Task brief —
Your task is to repeat the listing exactly.

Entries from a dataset
-=-=-
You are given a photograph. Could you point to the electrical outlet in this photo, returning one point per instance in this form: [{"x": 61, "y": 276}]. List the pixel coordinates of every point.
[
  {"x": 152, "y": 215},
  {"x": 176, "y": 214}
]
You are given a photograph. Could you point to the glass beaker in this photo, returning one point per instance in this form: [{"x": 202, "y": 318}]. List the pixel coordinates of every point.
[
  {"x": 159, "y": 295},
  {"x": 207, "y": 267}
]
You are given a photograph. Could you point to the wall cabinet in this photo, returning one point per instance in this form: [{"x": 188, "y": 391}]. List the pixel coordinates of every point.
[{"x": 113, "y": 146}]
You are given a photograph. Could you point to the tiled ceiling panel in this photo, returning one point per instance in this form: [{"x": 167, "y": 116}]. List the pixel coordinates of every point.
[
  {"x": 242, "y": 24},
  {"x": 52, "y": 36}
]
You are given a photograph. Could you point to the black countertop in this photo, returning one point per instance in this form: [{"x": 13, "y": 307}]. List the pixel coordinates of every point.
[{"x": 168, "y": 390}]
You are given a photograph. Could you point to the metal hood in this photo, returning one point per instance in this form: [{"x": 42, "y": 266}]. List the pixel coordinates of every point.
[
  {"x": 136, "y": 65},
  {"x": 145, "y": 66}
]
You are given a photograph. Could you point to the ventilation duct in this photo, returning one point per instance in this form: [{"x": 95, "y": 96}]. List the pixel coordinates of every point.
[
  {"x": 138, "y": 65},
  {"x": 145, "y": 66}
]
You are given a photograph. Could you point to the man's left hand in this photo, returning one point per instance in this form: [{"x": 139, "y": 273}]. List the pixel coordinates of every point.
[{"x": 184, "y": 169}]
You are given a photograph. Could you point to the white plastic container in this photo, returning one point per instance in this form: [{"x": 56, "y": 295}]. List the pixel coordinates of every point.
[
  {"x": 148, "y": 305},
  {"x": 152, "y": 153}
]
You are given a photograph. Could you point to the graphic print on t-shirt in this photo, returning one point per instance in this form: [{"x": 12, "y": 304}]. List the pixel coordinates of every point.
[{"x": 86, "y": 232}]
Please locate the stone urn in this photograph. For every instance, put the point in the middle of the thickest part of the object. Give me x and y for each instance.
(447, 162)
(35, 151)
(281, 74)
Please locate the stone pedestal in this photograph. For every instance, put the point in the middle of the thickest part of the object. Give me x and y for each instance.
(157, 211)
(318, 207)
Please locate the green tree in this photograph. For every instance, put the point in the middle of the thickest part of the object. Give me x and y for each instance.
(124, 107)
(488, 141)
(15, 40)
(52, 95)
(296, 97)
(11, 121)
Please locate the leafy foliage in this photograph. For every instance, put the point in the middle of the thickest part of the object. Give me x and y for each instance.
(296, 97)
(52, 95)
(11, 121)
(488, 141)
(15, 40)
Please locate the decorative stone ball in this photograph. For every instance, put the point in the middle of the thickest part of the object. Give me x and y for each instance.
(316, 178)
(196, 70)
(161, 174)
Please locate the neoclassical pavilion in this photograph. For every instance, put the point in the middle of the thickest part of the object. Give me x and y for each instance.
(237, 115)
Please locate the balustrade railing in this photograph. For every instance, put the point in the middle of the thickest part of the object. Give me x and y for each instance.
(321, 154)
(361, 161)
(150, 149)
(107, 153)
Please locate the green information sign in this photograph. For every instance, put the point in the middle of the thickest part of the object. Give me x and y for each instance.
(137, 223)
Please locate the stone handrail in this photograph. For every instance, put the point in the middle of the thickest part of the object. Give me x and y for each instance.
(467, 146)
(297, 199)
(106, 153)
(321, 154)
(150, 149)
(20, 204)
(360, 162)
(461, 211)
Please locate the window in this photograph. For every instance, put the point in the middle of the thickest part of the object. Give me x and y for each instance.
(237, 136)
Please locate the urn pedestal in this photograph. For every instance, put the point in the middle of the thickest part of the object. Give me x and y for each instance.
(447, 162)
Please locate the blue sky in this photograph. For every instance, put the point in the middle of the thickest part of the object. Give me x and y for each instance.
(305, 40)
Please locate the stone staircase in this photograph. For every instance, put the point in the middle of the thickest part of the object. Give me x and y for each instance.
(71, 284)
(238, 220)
-=-=-
Solution —
You are given a photograph. Could you point to the electrical outlet in this photo, returning one point per instance in this form: [{"x": 61, "y": 276}]. List the pixel coordinates of every point.
[
  {"x": 152, "y": 215},
  {"x": 176, "y": 214}
]
You are given a photograph. Could you point to the glass beaker in this photo, returning one point per instance in this form: [{"x": 202, "y": 318}]. List the pixel coordinates of every point.
[
  {"x": 159, "y": 295},
  {"x": 207, "y": 267}
]
You are given a photograph. Could you point to the wall cabinet in this photo, returning one point per instance in this form: [{"x": 188, "y": 391}]. List the pixel coordinates of every point.
[{"x": 113, "y": 146}]
You are given a photograph. Could you point to the tiled ceiling panel in this photo, returning one point per instance in this form: [{"x": 167, "y": 116}]. List the pixel coordinates of every point.
[
  {"x": 242, "y": 24},
  {"x": 52, "y": 36}
]
You are given a photograph. Could you point to the black countertop in this photo, returning one point per instance in this form: [{"x": 13, "y": 307}]. List the pixel coordinates of every point.
[{"x": 168, "y": 390}]
You are given a photograph. Could you point to the metal hood in this photo, returning one point per instance in this form: [{"x": 42, "y": 266}]. List the pixel coordinates of every point.
[
  {"x": 136, "y": 65},
  {"x": 145, "y": 66}
]
You are given a photograph. Could you point to the ventilation duct in this photo, returning one point per instance in this form: [{"x": 95, "y": 96}]. List the pixel coordinates of every point.
[
  {"x": 138, "y": 65},
  {"x": 145, "y": 66}
]
You are given a photograph. Could you point to the man's left hand in this photo, returning one point per instance in this form: [{"x": 139, "y": 273}]. List the pixel coordinates of every point.
[{"x": 184, "y": 169}]
You are given a photograph. Could you point to the white plastic container in this photo, returning one point per instance in this form: [{"x": 56, "y": 295}]. List the pixel coordinates of every point.
[
  {"x": 148, "y": 305},
  {"x": 152, "y": 153}
]
You are given a photograph. Could you point to the graphic print on t-shirt in this photo, returning one point per instance in this form: [{"x": 12, "y": 304}]. List the pixel coordinates of every point.
[{"x": 86, "y": 232}]
Please locate the stone urn in this photograph. For every instance, put the point in the middle of the thickest part of the object. Give me x and y for each instance.
(447, 162)
(35, 151)
(281, 74)
Please locate the stone pedestal in this photograph. For every instance, put the point in the middle of the thickest part of the object. Give me x and y for each instance.
(157, 211)
(318, 207)
Please locate the green tree in this photograph. For every instance, put the point in the middle of the thickest part of the object. Give me x and y for each instance.
(124, 107)
(488, 141)
(15, 40)
(52, 95)
(296, 97)
(11, 121)
Please locate the leafy foliage in this photograph. For every instance, put the point in the middle of the thickest part of the object. Give me x and y for each instance.
(296, 97)
(52, 95)
(11, 121)
(488, 141)
(15, 40)
Please locate the decorative stone ball in this photograph. For every instance, put the point in the middle of the thickest part of the object. Give me x and y for each instance.
(316, 178)
(196, 70)
(161, 174)
Please locate the neoclassical pavilion in this photograph. For every instance, put the point in the middle of the thickest part of the object. Give me x and y for each instance.
(237, 115)
Please locate the balustrade railing in this photograph. For every instance, put the point in the middle of the thickest part of the object. Give me x and y for each instance.
(321, 154)
(361, 161)
(150, 149)
(107, 153)
Please locate the green information sign in this photograph. For every instance, put the point in the middle of the thickest part of the object. Give me x and y for each instance.
(137, 223)
Please locate the stone handrail in this photograph. For every instance, put the point in the middle of the thickest part of the object. Give me x and y for each instance.
(467, 146)
(297, 199)
(106, 153)
(321, 154)
(150, 149)
(20, 204)
(360, 162)
(461, 211)
Please locate the window in this photograph. For every instance, put the point in the middle of the thickest part of the object. Give me x and y for each instance.
(237, 136)
Please locate the urn pedestal in this photograph. For every instance, put the point in the middle of the thickest part of the object. Give me x and y for each instance.
(447, 162)
Please locate the blue sky in this photograph. For every instance, put the point in the middle of the thickest part of the object. Give me x and y for each instance.
(305, 40)
Please locate the stone staircase in this photograph. For every instance, put the point in the middle of the thickest part of the object. Give me x and y for each instance.
(71, 284)
(238, 220)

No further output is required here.